>>>

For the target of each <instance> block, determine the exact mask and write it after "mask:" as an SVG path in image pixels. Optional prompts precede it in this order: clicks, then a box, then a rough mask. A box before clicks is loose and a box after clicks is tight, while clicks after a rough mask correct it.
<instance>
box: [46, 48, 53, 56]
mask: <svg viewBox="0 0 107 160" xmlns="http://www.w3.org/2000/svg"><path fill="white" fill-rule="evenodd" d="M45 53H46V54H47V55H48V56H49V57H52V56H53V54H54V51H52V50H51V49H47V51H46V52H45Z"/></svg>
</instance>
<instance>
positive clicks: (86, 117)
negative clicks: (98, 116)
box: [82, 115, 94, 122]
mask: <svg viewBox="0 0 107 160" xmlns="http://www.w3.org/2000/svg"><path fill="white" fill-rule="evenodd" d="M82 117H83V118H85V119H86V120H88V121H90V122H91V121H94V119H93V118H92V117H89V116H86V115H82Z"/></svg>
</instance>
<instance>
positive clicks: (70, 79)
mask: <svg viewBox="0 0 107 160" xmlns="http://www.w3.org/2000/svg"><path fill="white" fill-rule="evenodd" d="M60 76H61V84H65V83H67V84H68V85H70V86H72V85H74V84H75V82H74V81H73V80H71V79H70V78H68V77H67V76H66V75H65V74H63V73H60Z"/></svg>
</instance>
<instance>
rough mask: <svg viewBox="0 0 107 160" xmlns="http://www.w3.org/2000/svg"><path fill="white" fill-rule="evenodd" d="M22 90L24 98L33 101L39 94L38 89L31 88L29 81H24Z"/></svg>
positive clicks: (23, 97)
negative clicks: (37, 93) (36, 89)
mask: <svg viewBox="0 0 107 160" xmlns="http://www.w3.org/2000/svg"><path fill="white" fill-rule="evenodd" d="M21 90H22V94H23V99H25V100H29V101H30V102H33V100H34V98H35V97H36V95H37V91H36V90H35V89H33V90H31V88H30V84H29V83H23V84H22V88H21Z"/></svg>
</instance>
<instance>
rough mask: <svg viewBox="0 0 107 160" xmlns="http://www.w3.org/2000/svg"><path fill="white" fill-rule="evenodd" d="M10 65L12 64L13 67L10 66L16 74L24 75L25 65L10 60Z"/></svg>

<<<

## ASSIGNED TASK
Only the lines with the string "rough" are wanted; pick them out of the records above and copy them.

## SOLUTION FOR THIS PROBLEM
For the target of each <instance> block, determine the exact mask and write it after "mask:" as an SVG path in image pixels. Optional prompts precede it in this order: clicks, then a box, then a rough mask. A box before clicks is loose and a box after clicks is tight, while clicks after a rough mask correct it.
rough mask: <svg viewBox="0 0 107 160" xmlns="http://www.w3.org/2000/svg"><path fill="white" fill-rule="evenodd" d="M22 90L24 98L33 101L39 94L38 89L31 88L29 81H24Z"/></svg>
rough mask: <svg viewBox="0 0 107 160" xmlns="http://www.w3.org/2000/svg"><path fill="white" fill-rule="evenodd" d="M10 65L12 64L13 67L10 66L16 74L24 75L25 65L10 60Z"/></svg>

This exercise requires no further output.